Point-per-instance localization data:
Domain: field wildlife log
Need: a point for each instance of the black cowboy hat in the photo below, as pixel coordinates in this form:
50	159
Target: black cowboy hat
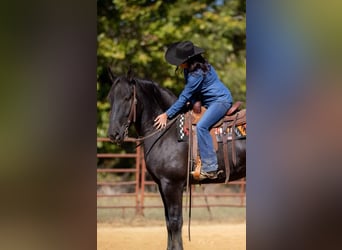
178	53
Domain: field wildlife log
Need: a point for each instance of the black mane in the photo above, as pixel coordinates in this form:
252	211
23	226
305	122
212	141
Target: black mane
162	97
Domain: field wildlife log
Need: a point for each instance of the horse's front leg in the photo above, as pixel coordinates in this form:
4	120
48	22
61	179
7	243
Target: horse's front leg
172	198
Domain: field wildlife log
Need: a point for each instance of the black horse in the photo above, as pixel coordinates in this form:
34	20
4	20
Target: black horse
139	101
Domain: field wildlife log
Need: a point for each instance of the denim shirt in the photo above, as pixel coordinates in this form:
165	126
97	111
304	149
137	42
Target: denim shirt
205	87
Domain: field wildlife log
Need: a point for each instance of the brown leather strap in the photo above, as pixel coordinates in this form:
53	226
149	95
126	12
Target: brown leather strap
225	152
233	140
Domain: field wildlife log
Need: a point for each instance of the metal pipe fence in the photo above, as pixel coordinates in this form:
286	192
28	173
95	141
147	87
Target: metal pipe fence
146	189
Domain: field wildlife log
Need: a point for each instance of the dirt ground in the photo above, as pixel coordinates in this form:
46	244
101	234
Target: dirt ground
205	236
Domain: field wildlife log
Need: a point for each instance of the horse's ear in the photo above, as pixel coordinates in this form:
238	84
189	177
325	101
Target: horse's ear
110	74
130	75
106	76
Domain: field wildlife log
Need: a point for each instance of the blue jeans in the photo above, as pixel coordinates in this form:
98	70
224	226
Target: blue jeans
205	144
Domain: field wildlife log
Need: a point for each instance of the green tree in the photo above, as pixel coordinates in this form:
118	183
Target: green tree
136	33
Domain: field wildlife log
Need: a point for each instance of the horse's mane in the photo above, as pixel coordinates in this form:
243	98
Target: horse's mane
160	95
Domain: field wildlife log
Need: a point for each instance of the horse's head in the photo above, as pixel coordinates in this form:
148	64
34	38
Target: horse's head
122	100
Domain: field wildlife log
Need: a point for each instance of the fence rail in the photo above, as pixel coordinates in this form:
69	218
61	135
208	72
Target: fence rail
140	184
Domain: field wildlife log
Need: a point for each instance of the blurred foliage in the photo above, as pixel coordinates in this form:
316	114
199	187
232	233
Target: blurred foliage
137	33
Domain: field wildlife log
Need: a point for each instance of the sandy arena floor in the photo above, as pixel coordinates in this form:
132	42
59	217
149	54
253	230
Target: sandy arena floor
203	237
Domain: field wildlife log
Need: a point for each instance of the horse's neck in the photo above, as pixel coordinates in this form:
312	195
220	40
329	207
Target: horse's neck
149	106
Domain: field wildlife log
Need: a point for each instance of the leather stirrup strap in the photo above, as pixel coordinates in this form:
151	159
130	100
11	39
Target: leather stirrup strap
233	140
225	152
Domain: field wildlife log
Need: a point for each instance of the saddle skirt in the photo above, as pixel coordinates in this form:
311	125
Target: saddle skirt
231	127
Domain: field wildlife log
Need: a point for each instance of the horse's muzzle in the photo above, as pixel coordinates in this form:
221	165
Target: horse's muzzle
115	138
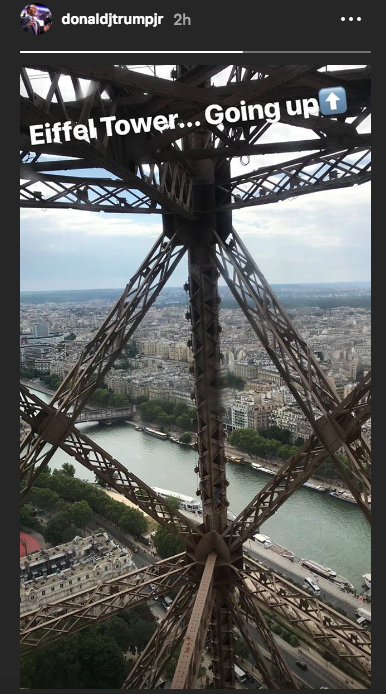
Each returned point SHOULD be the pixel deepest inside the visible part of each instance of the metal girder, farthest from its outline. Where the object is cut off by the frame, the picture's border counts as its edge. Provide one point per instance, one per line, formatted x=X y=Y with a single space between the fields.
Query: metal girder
x=195 y=180
x=163 y=644
x=252 y=90
x=222 y=640
x=59 y=191
x=111 y=471
x=188 y=664
x=338 y=168
x=204 y=302
x=300 y=467
x=63 y=617
x=245 y=147
x=338 y=634
x=290 y=354
x=276 y=675
x=168 y=187
x=97 y=358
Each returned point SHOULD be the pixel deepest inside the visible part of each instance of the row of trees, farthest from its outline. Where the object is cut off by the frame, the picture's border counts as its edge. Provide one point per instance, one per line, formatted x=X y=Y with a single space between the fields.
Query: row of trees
x=253 y=443
x=274 y=442
x=73 y=503
x=167 y=413
x=93 y=658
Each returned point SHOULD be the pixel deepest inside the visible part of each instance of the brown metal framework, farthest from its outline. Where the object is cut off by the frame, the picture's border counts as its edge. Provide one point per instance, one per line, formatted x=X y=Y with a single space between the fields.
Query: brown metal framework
x=184 y=175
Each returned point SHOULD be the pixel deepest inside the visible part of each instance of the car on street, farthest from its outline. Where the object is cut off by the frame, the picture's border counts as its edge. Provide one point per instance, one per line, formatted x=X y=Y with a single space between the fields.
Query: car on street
x=302 y=665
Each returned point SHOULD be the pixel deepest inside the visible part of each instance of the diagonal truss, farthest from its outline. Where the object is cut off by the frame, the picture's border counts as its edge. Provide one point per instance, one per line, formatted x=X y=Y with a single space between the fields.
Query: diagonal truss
x=291 y=356
x=337 y=168
x=75 y=612
x=316 y=620
x=97 y=358
x=163 y=645
x=188 y=664
x=192 y=187
x=111 y=471
x=275 y=673
x=299 y=468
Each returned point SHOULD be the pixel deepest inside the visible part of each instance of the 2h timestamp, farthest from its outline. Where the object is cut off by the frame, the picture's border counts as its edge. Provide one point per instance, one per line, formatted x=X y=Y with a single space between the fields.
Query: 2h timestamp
x=182 y=20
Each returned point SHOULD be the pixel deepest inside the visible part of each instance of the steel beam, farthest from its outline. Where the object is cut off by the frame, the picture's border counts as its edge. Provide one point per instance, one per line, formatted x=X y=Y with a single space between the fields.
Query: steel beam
x=63 y=617
x=163 y=645
x=111 y=471
x=289 y=353
x=188 y=664
x=313 y=618
x=337 y=168
x=97 y=358
x=276 y=675
x=300 y=467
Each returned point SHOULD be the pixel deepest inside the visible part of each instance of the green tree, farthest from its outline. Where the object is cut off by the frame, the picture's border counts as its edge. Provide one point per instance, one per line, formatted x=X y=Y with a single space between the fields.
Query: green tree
x=173 y=502
x=118 y=400
x=133 y=522
x=79 y=513
x=240 y=648
x=45 y=499
x=68 y=469
x=184 y=422
x=118 y=630
x=186 y=437
x=166 y=543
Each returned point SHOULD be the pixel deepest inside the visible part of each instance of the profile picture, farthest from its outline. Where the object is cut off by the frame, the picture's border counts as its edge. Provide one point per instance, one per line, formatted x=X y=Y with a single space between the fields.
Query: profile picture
x=35 y=19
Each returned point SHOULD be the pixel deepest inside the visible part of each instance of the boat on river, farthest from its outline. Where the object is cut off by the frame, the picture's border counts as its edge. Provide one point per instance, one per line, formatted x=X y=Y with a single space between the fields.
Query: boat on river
x=156 y=433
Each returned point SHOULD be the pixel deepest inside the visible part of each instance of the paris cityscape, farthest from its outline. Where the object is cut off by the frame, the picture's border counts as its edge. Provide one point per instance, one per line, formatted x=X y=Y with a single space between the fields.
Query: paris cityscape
x=195 y=474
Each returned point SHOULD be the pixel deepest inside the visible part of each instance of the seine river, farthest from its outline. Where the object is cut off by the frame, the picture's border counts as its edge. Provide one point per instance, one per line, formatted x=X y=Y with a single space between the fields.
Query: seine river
x=312 y=525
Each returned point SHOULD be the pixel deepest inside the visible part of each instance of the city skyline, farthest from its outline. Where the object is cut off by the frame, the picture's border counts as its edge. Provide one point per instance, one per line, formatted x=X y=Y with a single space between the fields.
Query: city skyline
x=320 y=238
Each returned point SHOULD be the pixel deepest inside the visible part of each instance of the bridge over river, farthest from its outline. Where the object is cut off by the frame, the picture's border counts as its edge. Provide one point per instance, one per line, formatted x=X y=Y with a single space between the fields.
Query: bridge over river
x=105 y=415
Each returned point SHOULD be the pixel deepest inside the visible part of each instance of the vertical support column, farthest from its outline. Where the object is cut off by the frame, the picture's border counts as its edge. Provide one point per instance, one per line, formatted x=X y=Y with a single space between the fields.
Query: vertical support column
x=204 y=302
x=221 y=635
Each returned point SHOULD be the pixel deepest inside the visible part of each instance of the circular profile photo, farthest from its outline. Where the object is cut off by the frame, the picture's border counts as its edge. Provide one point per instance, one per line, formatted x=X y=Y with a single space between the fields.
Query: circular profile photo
x=35 y=19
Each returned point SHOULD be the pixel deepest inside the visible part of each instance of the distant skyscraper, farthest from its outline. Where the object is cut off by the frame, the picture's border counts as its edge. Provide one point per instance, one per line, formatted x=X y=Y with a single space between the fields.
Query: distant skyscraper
x=41 y=329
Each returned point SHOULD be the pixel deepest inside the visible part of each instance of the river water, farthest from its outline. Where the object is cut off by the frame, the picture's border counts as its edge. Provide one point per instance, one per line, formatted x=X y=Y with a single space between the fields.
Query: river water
x=312 y=525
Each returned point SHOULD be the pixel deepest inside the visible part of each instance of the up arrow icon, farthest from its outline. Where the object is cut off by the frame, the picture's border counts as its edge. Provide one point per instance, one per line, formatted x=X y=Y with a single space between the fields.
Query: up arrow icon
x=332 y=101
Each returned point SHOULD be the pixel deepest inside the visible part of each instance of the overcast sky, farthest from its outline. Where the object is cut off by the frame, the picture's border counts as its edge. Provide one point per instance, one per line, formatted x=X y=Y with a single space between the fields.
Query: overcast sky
x=322 y=237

**Your assignment**
Looking at the records above, return exactly the lines from the line with "on street, farthest" to the line with "of the diagonal", both ends included.

**Solution**
Each returned point SHOULD be the pixel deepest inside the visible part of each instance of the car on street, farthest from its outline. Where the object is cut off by the frame, the picture's border counts as its edge. Provide one point per instance, one per line, formatted x=X y=Y with a single space between the fields.
Query: car on street
x=302 y=665
Each returned point SHOULD be the pixel deepest inside the visible part of each instance of the diagonal truss, farthest from its outline. Where the object is cut off by the frame, the picture's border counts as its edge. Provide one point per instance, one per line, formatted x=X y=Y with a single space between the fields.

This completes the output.